COMPLETE THE FOLLOWING |
#1 List, in order, each stop in the portal navigation path given in the Azure Log Analytics alerts thread, from "Azure portal" through "Custom log search".
#2 Continue the Azure Log Analytics alerts thread with what comes after its final query.

START PASSAGE FOR REVIEW

Azure Log Analytics - Alerts Advice - azure

I have a question about azure log analytics alerts, in that I don't quite understand how the time frame works within the context of setting up an alert based on an aggregated value.
I have the code below:
Event | where Source == "EventLog" and EventID == 6008 | project TimeGenerated, Computer | summarize AggregatedValue = count(TimeGenerated) by Computer, bin_at(TimeGenerated,24h, datetime(now()))
For time window : 24/03/2019, 09:46:29 - 25/03/2019, 09:46:29
In the above the alert configuration interface insights on adding the bin_at(TimeGenerated,24h, datetime(now())) so I add the function, passing the arguments for a 24h time period. If you are already adding this then what is the point of the time frame.
Basically the result I am looking for is capturing this event over a 24 hour period and alerting when the event count is over 2. I don't understand why a time window is also necessary on top of this because I just want to run the code every five minutes and alert if it detects more than two instances of this event.
Can anyone help with this?

AFAIK you may use the query something like shown below to accomplish your requirement of capturing the required event over a time period of 24 hour.
Event
| where Source == "EventLog" and EventID == 6008
| where TimeGenerated > ago(24h)
| summarize AggregatedValue= any(EventID) by Computer, bin(TimeGenerated, 1s)
The '1s' in this sample query is the time frame with which we are aggregating and getting the output from Log Analytics workspace repository. For more information, refer https://learn.microsoft.com/en-us/azure/kusto/query/summarizeoperator
And to create an alert, you may have to go to Azure portal -> YOURLOGANALYTICSWORKSPACE -> Monitoring tile -> Alerts -> Manager alert rules -> New alert rule -> Add condition -> Custom log search -> Paste any of the above queries under 'Search query' section -> Type '2' under 'Threshold value' parameter of 'Alert logic' section -> Click 'Done' -> Under 'Action Groups' section, select existing action group or create a new one as explained in the below mentioned article -> Update 'Alert Details' -> Click on 'Create alert rule'.
https://learn.microsoft.com/en-us/azure/azure-monitor/platform/action-groups
Hope this helps!! Cheers!! :)

To answer your question in the comments part, yes the alert insists on adding the bin function and that's the reason I have provided relevant query along with bin function by having '1s' and tried to explain about it in my previous answer.
If you put '1s' in bin function then you would fetch output from Log Analytics by aggregating value of any EventID in the timespan of 1second. So output would look something like shown below where aaaaaaa is considered as a VM name, x is considered as a particular time.
If you put '24h' instead of '1s' in bin function then you would fetch output from Log Analytics by aggregating value of any EventID in the timespan of 24hours. So output would look something like shown below where aaaaaaa is considered as a VM name, x is considered as a particular time.
So in this case, we should not be using '24h' in bin function along with 'any' aggregation because if we use it then we would see only one occurrence of output in 24hours of timespan and that doesn't help you to find out event occurrence count using the above provided query having 'any' for aggregation. Instead you may use 'count' aggregation instead of 'any' if you want to have '24h' in bin function. Then this query would look something like shown below.
Event
| where Source == "EventLog" and EventID == 6008
| where TimeGenerated > ago(24h)
| summarize AggregatedValue= count(EventID) by Computer, bin(TimeGenerated, 24h)

END PASSAGE FOR REVIEW
START DATA FOR REVIEW

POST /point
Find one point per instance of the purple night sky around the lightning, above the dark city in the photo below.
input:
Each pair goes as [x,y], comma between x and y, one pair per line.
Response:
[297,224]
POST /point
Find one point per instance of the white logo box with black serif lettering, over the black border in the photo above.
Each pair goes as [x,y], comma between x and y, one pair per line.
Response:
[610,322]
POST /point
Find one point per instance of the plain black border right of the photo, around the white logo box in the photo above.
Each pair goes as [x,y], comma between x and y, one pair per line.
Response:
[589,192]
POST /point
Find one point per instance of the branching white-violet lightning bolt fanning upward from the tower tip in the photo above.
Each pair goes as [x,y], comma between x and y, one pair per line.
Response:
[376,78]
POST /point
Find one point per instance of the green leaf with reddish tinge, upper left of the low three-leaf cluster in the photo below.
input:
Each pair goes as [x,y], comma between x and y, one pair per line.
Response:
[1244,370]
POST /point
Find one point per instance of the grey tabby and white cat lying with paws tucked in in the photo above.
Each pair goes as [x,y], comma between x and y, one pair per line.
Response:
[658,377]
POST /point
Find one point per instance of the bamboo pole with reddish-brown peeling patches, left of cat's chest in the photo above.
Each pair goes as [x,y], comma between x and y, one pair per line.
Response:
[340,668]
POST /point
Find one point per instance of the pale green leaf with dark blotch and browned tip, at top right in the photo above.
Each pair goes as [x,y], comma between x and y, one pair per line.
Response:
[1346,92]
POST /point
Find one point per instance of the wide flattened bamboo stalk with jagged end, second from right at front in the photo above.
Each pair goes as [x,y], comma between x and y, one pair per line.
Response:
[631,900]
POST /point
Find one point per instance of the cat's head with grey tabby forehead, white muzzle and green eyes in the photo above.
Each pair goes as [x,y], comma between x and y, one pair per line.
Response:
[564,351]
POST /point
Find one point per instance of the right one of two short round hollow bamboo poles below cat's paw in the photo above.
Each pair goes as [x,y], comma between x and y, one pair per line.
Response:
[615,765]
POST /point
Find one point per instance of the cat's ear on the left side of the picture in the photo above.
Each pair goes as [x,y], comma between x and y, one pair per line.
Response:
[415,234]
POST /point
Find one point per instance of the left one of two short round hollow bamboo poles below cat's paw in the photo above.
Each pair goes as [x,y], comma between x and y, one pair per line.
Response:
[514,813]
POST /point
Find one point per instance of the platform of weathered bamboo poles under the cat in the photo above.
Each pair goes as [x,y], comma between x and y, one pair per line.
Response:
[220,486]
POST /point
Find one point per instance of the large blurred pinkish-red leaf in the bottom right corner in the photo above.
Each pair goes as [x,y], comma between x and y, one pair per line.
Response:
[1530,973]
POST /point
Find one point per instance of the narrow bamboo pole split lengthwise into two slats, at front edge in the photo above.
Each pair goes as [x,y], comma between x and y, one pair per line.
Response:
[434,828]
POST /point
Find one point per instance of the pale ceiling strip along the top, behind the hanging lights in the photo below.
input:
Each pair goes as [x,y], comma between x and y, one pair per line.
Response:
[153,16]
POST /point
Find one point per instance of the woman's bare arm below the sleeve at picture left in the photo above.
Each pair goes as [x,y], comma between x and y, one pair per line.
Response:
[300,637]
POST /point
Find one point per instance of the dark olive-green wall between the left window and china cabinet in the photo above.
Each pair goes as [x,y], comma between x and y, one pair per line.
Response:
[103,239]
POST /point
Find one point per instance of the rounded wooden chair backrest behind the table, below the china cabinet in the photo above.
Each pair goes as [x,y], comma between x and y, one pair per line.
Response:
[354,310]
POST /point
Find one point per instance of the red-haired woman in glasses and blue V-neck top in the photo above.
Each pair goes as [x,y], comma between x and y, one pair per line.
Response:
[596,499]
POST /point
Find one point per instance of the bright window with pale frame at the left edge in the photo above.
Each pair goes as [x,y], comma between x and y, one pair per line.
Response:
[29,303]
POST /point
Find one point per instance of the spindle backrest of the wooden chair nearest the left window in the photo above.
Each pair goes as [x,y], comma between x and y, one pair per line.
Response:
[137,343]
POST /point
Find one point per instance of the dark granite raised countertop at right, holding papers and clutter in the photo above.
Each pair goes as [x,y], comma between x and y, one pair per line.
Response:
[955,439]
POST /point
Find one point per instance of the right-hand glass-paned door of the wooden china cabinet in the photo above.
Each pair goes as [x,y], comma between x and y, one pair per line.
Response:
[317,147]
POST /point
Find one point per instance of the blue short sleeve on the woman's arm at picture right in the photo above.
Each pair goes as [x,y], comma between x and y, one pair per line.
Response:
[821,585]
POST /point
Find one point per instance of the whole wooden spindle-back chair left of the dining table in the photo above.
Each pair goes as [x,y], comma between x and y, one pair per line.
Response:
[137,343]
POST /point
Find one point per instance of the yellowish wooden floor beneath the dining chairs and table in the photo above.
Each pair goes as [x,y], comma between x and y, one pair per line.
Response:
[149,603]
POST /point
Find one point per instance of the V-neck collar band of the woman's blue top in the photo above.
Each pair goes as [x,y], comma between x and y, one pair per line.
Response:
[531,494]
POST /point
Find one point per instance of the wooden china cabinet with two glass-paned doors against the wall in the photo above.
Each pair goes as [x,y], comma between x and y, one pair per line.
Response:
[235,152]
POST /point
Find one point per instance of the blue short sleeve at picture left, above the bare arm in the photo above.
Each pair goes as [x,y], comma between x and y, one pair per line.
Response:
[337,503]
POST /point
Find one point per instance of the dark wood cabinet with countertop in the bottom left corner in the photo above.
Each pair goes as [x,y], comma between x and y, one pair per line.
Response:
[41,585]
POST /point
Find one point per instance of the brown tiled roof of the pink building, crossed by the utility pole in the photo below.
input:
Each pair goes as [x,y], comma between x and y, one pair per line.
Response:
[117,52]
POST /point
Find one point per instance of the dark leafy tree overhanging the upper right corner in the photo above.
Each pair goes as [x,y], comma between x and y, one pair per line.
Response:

END DATA FOR REVIEW

RESPONSES FOR EACH TASK |
#1
Azure portal
YOURLOGANALYTICSWORKSPACE
Monitoring tile
Alerts
Manager alert rules
New alert rule
Add condition
Custom log search

#2
The output of this query would look something like shown below where aaaaaaa is considered as a VM name, x is considered as a particular time, y and z are considered as some numbers.
One other note is, all the above mentioned queries and outputs are in the context of setting up an alert based on an aggregated value i.e., setting up an alert when opting 'metric measurement' under alert logic based on section. In other words, aggregatedvalue column is expected in alert query when you opt 'metric measurement' under alert logic based on section. But when you say 'you get a count of the events' that means If i am not wrong, may be you are opting 'number of results' under alert logic based on section, which would not required any aggregation column in the query.
Hope this clarifies!! Cheers!!

Related

How to properly create once-a-day Azure Log Alert for pod errors?

I created an Azure Alert using a Query (KQL - Kusto Query Language) reading from the Log. That is, it's an Log Alert.
After a few minutes, the alert was triggered (as I expected based on my condition).
My condition checks if there are Pods of a specific name in Failed state:
KubePodInventory
| where TimeGenerated between (now(-24h) .. now())
| where ClusterName == 'mycluster'
| where Namespace == 'mynamespace'
| where Name startswith "myjobname"
| where PodStatus == 'Failed'
| where ContainerStatusReason == 'Completed' //or 'Error' or doesn't matter? (there are duplicated entries, one with Completed and one with Error)
| order by TimeGenerated desc
These errors stay in the log, and I only want to catch (alert about them) once per day (that is, I check if there is at least one entry in the log (threshold), then fire the alert).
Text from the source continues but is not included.